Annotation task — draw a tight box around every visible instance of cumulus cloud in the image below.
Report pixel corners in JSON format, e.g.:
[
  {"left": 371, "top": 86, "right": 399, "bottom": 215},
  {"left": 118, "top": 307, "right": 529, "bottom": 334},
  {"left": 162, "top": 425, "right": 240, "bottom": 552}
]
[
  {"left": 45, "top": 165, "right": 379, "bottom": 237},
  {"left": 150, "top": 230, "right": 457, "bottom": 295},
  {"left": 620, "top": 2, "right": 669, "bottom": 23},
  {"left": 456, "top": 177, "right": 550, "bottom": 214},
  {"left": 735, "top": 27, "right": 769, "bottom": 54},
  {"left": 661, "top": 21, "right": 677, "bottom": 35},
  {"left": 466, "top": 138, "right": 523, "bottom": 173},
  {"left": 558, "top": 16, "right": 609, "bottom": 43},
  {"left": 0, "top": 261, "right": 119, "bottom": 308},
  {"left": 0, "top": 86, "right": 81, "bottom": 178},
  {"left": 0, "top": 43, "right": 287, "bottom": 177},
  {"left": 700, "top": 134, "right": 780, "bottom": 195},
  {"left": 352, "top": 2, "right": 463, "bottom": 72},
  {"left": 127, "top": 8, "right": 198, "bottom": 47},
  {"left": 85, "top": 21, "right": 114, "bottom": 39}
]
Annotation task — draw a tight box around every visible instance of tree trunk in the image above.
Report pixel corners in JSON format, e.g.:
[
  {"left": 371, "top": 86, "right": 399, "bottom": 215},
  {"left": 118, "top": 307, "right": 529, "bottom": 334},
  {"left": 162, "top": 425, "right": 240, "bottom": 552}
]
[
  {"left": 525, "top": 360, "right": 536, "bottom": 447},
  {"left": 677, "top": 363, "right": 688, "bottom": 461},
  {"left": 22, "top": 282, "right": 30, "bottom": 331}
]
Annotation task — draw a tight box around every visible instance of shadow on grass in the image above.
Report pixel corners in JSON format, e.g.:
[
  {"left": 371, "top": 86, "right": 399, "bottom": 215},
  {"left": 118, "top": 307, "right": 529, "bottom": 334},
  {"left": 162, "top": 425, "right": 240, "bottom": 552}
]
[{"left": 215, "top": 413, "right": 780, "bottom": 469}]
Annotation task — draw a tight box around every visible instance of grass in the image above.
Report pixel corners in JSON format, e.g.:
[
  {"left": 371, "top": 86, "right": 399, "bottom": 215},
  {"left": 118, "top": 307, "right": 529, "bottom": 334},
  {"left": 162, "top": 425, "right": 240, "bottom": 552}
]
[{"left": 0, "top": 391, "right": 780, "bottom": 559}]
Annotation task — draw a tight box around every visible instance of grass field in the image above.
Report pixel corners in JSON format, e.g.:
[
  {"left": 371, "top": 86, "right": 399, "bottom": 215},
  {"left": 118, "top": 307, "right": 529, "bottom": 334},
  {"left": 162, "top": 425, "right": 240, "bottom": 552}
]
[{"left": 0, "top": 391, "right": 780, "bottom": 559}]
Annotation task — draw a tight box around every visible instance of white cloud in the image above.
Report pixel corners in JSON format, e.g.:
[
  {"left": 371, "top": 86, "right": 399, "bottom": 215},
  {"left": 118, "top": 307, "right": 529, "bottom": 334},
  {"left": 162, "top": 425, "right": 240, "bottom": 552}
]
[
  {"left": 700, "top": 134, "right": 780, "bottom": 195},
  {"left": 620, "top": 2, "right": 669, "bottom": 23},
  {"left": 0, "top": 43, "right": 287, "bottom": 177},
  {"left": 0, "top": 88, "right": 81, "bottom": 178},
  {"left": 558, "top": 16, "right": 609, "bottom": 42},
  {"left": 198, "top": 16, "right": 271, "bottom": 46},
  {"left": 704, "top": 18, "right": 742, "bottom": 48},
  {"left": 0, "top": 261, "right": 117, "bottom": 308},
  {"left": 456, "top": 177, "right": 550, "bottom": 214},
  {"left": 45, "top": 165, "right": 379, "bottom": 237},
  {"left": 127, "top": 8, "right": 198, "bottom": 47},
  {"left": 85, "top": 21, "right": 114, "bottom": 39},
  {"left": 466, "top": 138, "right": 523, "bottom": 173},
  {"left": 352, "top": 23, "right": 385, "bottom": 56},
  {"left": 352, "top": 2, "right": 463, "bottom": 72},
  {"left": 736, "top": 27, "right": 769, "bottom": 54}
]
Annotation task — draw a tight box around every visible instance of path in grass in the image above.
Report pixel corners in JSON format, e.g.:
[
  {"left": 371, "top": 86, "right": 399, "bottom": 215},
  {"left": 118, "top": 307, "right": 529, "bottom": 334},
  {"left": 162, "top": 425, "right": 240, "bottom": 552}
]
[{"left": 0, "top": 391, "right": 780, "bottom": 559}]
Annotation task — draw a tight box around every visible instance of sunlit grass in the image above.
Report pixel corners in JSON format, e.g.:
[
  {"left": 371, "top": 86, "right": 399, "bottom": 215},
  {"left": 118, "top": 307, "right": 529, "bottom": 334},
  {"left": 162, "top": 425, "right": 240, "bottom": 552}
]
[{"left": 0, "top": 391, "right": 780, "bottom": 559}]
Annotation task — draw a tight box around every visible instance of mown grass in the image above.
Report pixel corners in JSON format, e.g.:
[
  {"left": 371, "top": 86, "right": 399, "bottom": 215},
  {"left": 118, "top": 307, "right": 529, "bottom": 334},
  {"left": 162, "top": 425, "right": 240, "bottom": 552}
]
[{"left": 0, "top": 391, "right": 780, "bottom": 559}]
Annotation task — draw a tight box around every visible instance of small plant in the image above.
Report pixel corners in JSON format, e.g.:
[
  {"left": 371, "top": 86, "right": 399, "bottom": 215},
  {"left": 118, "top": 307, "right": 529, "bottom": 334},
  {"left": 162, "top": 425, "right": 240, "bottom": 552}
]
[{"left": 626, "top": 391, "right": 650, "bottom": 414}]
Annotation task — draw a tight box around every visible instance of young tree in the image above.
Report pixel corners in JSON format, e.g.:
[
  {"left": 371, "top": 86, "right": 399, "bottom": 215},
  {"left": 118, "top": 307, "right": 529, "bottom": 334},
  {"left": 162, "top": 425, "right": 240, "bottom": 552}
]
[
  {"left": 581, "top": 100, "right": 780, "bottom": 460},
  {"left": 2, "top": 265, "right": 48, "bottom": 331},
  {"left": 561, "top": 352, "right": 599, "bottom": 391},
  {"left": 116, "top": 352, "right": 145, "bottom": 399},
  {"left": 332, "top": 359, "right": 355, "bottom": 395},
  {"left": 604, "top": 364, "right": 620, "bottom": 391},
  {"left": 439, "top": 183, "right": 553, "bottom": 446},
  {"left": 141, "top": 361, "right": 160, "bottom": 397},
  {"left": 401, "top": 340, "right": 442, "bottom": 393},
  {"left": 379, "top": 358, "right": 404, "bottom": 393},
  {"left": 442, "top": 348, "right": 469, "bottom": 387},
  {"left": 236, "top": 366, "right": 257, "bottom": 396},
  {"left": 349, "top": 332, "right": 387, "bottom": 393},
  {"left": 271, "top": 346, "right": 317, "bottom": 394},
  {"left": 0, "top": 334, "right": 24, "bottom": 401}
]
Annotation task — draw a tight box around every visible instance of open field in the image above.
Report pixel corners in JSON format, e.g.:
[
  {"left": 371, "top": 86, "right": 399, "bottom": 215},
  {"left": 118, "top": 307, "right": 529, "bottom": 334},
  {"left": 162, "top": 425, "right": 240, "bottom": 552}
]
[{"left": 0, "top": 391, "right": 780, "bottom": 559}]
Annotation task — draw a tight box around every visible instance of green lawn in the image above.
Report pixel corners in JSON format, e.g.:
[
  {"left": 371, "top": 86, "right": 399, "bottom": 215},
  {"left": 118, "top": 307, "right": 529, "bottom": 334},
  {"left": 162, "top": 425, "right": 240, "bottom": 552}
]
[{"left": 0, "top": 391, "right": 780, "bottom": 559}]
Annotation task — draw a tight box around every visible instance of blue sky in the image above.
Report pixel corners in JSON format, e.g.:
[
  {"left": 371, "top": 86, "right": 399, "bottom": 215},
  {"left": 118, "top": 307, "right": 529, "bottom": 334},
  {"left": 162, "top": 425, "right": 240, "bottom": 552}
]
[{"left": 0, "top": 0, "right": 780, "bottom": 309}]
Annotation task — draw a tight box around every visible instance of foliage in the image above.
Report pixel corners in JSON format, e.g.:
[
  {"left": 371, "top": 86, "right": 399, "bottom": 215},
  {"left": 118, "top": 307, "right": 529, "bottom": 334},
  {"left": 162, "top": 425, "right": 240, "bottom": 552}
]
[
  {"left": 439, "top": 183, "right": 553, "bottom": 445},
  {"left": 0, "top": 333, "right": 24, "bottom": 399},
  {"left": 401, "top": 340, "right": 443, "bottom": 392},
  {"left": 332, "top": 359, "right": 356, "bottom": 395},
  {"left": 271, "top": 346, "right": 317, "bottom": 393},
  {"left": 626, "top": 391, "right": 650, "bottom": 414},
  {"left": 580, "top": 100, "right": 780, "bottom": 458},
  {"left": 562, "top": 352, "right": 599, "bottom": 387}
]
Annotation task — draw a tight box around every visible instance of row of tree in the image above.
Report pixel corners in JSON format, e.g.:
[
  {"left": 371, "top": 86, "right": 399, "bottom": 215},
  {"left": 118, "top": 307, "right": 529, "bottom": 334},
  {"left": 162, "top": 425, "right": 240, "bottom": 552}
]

The request
Pull out every line of the records above that contains the word "grass", matching case exactly, and copy each such line in full.

The result
Annotation task — draw a tight box around every visible instance of shadow on grass in the image above.
Annotation task — draw a tight box around every visible instance of grass in the image above.
Annotation task — draw a tight box around every visible instance of grass field in the image above.
Annotation task — draw a tight box around every visible instance of path in grass in the image above.
Annotation task — draw a tight box around every visible instance of sunlit grass in the image above.
Annotation task — draw a tight box around every visible instance of mown grass in the image above.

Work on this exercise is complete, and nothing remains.